• WORK TO DO: Duplicate all of the entries below line for line, leaving out the pictures.
## begin RECORDS PROVIDED
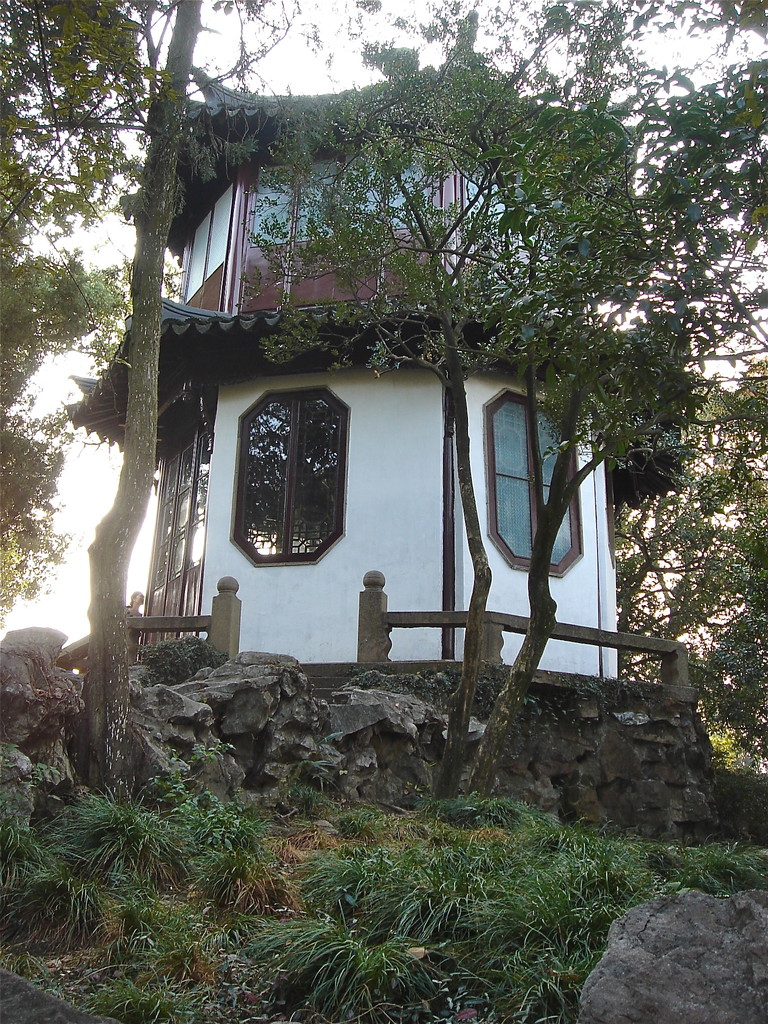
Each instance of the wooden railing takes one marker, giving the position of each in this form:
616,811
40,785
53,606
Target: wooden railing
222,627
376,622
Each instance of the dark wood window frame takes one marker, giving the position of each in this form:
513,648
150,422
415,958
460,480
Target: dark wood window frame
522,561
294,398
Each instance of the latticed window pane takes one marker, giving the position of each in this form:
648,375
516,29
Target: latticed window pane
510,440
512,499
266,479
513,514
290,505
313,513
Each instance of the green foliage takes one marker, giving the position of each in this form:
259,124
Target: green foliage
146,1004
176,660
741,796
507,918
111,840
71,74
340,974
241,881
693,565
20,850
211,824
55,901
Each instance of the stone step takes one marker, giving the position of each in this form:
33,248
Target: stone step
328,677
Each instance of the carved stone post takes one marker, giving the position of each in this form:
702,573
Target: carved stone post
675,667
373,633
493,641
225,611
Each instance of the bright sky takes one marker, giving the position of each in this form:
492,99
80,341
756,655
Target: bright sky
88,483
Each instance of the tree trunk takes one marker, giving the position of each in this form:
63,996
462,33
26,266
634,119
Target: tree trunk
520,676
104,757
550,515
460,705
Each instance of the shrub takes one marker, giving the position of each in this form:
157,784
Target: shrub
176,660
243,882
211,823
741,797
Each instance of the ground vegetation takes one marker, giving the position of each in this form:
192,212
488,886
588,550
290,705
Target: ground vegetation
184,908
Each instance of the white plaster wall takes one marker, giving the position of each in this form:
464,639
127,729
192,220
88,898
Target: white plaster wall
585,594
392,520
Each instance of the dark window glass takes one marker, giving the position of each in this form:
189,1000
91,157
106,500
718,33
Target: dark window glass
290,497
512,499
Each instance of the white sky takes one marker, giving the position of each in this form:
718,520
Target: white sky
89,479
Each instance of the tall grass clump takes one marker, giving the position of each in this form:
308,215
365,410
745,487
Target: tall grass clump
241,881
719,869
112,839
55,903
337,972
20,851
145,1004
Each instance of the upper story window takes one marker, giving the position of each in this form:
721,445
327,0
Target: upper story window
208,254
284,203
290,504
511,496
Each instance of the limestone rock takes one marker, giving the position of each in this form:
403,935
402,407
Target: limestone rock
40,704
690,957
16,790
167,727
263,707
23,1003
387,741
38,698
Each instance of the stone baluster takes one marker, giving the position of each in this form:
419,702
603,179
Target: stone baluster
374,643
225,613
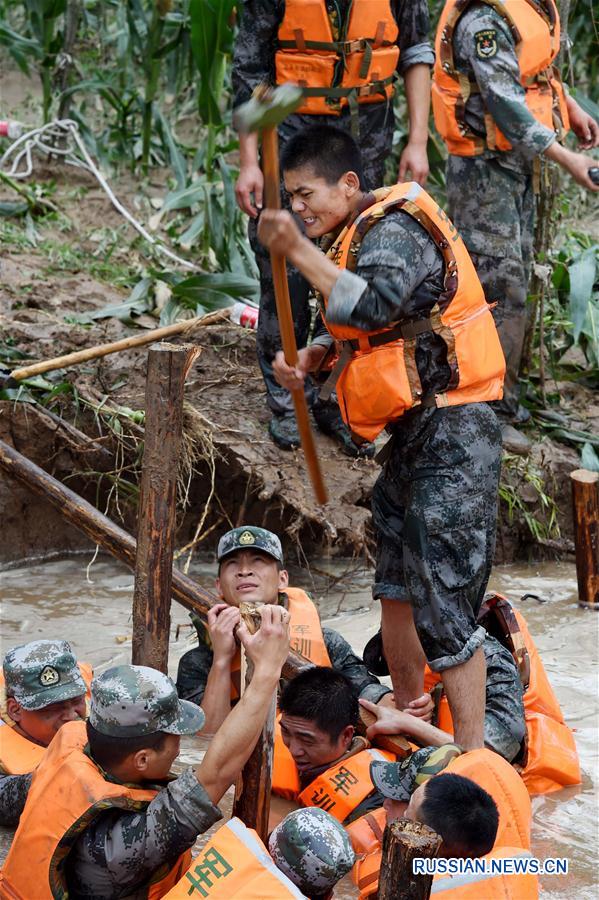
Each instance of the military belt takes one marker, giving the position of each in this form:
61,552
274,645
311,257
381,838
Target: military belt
## end RECORDS PROVIDED
• SOLUTION FOR THIS TASK:
Each instance of the wooden railing takes one marker, giving the position of each in this form:
616,811
40,785
53,606
Target: wooden railing
222,627
376,622
Each instance of the dark wood window frame takes one marker, giving the position of each in this form:
513,648
150,422
415,958
460,480
Target: dark wood window frame
522,561
294,398
Each instance of the latticed window pane takes one marker, giving the position of each in this form:
648,375
516,29
Target: latticed window pane
510,440
512,499
266,479
513,514
290,505
313,513
Each instance of the green foliage takes one marker, giving the position of each in this form:
259,124
Target: green foliage
146,1004
176,660
741,796
507,918
111,840
71,74
340,974
241,881
693,565
20,850
211,824
55,901
Each instance of the stone step takes one marker, giving the position of each in this form:
33,248
Target: stone step
328,677
Each instance of the carved stone post takes one marker, giving the position of each in this form:
702,573
Target: carved stone post
675,667
373,633
493,641
225,611
Each instance of the bright sky takes one marker, giving the position of each in this form:
492,99
80,341
756,655
Target: bright sky
88,483
Each instance of the tree trunk takes one marker, giving the position of each in this form:
63,996
462,33
26,266
634,119
Target: tree trunk
520,676
104,757
550,515
460,705
Each instance of the shrub takes one marker, giving the position of each in this form:
157,784
Target: shrub
176,660
243,882
211,823
741,797
Each instance of the ground vegetation takes one marker, giving the position of each in this form:
192,212
488,886
588,550
290,705
Target: ground vegetation
184,908
Each instance of the white plaster wall takes one marker, giving the position of each in this form:
464,639
127,729
192,220
88,898
Target: white plaster wall
585,594
392,520
Each instance of the dark window glass takes one marker, giving the position of each in this form:
189,1000
91,157
106,500
718,33
Target: dark window glass
290,497
512,499
Each instance of the white sky takes one marker, giving the position of each in this form:
718,520
Target: white sky
89,479
Each instance of the tall grass clump takes one marker, giving the position of each in this form:
308,215
365,410
745,487
Target: tall grass clump
241,881
719,869
112,839
55,903
337,972
20,851
145,1004
Each instance of the upper story window takes one marker, giving the position of each in this form:
721,445
327,0
Target: upper story window
208,254
284,203
290,504
511,496
Each instance of the limestone rock takes one marker, giving the position of each in this form:
403,935
402,407
Target: limestone rock
40,704
690,957
16,790
167,727
263,707
23,1003
387,741
38,698
Each instance of the stone baluster takes one marker, giving the position of each in this form:
419,702
603,179
Target: stone baluster
374,643
225,613
Each instance of the military belt takes one marker, giving the position of each in this form:
61,552
274,645
311,257
381,838
Target: military belt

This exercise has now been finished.